El 19 de noviembre expone una deuda urgente: el abuso infantil sigue silenciado, con agresores cercanos y un sistema que no logra proteger ni dar justicia.

Cada 19 de noviembre, el mundo vuelve a enfrentar una realidad incómoda y persistente: el abuso sexual infantil sigue siendo un delito frecuente, cercano y atravesado por una impunidad que duele. Y esa impunidad no ocurre solo porque algunos agresores eviten condena; se sostiene en algo más profundo y estructural.
La mayoría de los casos nunca se denuncia, muchos expedientes se archivan por falta de pruebas, los procesos judiciales avanzan con demoras que desgastan a las familias, y muchas instituciones no cuentan con profesionales capacitados para investigar hechos tan complejos. Por eso esta fecha, que reúne el Día Mundial para la Prevención del Abuso Sexual Infantil y la jornada contra el maltrato infantil, no es un simple acto simbólico. Es un recordatorio de que seguimos fallando, como sociedad y como Estado, en proteger a quienes dependen completamente de nosotros.

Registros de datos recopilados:
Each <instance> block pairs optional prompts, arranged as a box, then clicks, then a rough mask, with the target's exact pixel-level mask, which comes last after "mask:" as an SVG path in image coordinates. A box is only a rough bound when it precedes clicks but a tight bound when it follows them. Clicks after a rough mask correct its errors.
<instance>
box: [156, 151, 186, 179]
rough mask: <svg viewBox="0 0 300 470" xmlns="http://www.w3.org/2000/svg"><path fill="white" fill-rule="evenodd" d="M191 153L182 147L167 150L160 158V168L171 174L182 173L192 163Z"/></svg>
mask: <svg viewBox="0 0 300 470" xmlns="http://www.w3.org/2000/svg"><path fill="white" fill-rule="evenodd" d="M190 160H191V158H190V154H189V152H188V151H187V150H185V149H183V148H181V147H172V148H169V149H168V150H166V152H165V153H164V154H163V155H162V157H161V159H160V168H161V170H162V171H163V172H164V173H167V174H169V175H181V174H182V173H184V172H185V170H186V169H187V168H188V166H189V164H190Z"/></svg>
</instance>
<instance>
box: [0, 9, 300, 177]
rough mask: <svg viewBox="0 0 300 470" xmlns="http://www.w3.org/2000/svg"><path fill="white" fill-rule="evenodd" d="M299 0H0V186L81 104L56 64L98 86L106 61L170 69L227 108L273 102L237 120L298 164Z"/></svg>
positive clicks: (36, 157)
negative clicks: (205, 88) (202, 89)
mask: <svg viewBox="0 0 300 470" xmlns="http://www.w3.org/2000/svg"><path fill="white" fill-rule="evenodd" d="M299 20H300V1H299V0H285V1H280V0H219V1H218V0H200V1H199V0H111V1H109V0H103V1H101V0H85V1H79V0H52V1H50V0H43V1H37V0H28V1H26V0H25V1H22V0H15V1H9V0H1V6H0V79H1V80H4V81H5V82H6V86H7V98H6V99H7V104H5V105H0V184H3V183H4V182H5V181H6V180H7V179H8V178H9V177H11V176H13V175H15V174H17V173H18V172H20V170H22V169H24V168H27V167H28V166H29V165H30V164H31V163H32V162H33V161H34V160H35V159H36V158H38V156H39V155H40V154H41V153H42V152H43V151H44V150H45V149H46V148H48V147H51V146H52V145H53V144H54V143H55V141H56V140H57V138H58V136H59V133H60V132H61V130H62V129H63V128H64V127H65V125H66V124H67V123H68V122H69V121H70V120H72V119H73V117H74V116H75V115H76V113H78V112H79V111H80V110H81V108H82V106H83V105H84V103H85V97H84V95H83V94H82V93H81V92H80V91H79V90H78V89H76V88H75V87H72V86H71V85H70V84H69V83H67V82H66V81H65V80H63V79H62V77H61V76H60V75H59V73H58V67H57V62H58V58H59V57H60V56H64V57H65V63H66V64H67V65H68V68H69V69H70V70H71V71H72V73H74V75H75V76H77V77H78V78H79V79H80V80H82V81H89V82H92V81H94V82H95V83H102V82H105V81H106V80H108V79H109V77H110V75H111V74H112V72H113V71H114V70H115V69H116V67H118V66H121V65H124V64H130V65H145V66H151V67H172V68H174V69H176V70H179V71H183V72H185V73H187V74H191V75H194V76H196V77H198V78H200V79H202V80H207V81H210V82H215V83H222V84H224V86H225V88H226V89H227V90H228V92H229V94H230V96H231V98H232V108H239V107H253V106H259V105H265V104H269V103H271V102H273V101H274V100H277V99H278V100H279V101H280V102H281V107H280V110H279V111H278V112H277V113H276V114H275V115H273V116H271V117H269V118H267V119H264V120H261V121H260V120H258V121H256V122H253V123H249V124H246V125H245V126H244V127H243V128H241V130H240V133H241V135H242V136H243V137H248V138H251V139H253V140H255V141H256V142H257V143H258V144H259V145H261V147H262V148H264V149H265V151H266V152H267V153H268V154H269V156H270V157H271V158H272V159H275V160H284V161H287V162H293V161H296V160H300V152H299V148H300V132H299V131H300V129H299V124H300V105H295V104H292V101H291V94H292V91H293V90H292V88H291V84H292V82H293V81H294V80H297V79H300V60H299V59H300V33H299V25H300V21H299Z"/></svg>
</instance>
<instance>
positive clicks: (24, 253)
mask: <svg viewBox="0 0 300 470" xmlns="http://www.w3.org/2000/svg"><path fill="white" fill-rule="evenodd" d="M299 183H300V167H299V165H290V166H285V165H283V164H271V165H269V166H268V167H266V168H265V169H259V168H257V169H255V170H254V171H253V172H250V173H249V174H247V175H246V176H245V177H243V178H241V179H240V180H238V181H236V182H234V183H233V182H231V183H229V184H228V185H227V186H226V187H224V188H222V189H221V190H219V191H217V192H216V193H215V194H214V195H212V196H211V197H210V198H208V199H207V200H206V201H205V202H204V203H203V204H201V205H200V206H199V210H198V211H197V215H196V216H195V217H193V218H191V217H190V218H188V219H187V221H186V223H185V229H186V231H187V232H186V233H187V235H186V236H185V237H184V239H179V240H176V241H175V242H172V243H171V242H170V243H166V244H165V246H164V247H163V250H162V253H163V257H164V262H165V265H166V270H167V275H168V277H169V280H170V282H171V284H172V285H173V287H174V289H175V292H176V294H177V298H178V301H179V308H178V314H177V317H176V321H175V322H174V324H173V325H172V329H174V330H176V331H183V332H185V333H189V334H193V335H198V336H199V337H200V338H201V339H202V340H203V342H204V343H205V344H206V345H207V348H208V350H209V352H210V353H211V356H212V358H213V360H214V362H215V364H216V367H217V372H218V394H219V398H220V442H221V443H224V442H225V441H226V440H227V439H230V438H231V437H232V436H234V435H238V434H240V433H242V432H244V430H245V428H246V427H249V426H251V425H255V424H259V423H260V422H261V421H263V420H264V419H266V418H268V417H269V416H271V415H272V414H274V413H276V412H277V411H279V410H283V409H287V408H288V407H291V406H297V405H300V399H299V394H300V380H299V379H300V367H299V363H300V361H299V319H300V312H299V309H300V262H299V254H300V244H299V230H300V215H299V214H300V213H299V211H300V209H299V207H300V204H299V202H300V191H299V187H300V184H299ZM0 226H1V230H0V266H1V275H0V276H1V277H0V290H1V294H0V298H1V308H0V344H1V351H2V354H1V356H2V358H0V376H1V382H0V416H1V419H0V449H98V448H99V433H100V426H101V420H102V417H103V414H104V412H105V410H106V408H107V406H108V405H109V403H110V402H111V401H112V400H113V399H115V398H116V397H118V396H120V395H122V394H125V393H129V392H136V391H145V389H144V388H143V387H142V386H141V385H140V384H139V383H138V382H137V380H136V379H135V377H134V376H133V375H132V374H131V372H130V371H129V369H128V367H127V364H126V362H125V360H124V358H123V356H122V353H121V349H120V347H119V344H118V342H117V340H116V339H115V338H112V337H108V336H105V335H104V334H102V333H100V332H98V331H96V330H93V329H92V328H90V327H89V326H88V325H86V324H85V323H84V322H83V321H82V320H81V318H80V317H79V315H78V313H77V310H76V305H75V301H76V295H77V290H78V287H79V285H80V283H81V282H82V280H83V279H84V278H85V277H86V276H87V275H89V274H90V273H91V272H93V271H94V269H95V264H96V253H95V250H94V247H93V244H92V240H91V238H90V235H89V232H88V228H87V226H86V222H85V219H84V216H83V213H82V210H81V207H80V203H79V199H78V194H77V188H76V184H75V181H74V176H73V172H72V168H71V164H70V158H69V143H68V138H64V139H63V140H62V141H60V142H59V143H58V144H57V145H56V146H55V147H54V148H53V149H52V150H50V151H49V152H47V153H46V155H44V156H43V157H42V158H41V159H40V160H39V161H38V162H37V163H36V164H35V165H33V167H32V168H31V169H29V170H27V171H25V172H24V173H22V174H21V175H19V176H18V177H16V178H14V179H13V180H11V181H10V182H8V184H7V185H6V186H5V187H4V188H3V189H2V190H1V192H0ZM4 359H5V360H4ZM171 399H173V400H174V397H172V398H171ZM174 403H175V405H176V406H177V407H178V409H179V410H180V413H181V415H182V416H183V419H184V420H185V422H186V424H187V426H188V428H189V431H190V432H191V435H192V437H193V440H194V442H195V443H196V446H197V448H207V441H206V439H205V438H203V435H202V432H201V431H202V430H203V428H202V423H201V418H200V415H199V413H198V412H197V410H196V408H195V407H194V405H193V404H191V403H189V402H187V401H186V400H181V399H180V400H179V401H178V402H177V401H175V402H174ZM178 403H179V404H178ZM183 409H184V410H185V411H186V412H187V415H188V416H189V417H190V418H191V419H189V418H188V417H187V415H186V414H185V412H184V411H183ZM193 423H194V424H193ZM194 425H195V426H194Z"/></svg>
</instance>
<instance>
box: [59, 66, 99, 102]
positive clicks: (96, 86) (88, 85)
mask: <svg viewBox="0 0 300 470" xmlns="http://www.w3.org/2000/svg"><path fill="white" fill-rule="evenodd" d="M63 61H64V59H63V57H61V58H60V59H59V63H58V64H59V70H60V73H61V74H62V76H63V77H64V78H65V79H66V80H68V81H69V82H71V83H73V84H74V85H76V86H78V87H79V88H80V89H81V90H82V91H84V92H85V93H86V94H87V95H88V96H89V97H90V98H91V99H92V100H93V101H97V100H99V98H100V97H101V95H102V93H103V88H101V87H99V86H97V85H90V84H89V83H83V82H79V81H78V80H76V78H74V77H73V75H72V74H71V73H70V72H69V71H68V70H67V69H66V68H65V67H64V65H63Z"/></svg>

Orden de trabajo 1: En el texto sobre el abuso sexual infantil, ¿qué dos conmemoraciones coinciden el 19 de noviembre?
Orden de trabajo 2: Reproduce sin cambios, del texto sobre el abuso sexual infantil, todo el fragmento que va desde "El 19 de noviembre" hasta "profundo y estructural.".
Los registros constituyen un material independiente del texto.

Respuesta de tarea 1: El Día Mundial para la Prevención del Abuso Sexual Infantil y la jornada contra el maltrato infantil.

Respuesta de tarea 2:
El 19 de noviembre expone una deuda urgente: el abuso infantil sigue silenciado, con agresores cercanos y un sistema que no logra proteger ni dar justicia.

Cada 19 de noviembre, el mundo vuelve a enfrentar una realidad incómoda y persistente: el abuso sexual infantil sigue siendo un delito frecuente, cercano y atravesado por una impunidad que duele. Y esa impunidad no ocurre solo porque algunos agresores eviten condena; se sostiene en algo más profundo y estructural.